_EXERCISE OBJECTIVE_: Find every line in the data below that contains the word "horse", and copy each of those lines in full.

_LISTED ENTRIES_:
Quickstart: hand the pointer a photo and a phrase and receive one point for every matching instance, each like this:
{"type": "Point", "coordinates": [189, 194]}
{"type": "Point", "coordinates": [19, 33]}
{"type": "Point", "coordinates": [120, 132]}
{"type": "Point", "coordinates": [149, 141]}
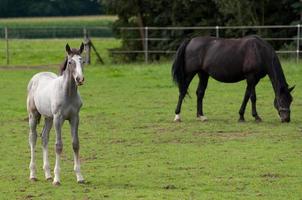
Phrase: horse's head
{"type": "Point", "coordinates": [74, 63]}
{"type": "Point", "coordinates": [282, 103]}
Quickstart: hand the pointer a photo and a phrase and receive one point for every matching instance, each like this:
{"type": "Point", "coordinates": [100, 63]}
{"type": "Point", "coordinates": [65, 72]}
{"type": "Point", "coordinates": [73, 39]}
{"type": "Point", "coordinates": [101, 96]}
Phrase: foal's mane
{"type": "Point", "coordinates": [63, 66]}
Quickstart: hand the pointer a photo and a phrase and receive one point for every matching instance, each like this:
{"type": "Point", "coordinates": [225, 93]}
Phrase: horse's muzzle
{"type": "Point", "coordinates": [80, 81]}
{"type": "Point", "coordinates": [287, 119]}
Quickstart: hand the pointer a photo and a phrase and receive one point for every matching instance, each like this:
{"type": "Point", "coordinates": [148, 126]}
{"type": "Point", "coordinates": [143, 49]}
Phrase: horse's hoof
{"type": "Point", "coordinates": [202, 118]}
{"type": "Point", "coordinates": [56, 183]}
{"type": "Point", "coordinates": [33, 179]}
{"type": "Point", "coordinates": [81, 181]}
{"type": "Point", "coordinates": [258, 119]}
{"type": "Point", "coordinates": [177, 118]}
{"type": "Point", "coordinates": [240, 120]}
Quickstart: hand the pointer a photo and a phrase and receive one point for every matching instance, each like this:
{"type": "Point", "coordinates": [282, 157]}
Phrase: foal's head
{"type": "Point", "coordinates": [74, 64]}
{"type": "Point", "coordinates": [282, 103]}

_EXERCISE RESULT_:
Phrase: horse's head
Phrase: horse's muzzle
Phrase: horse's hoof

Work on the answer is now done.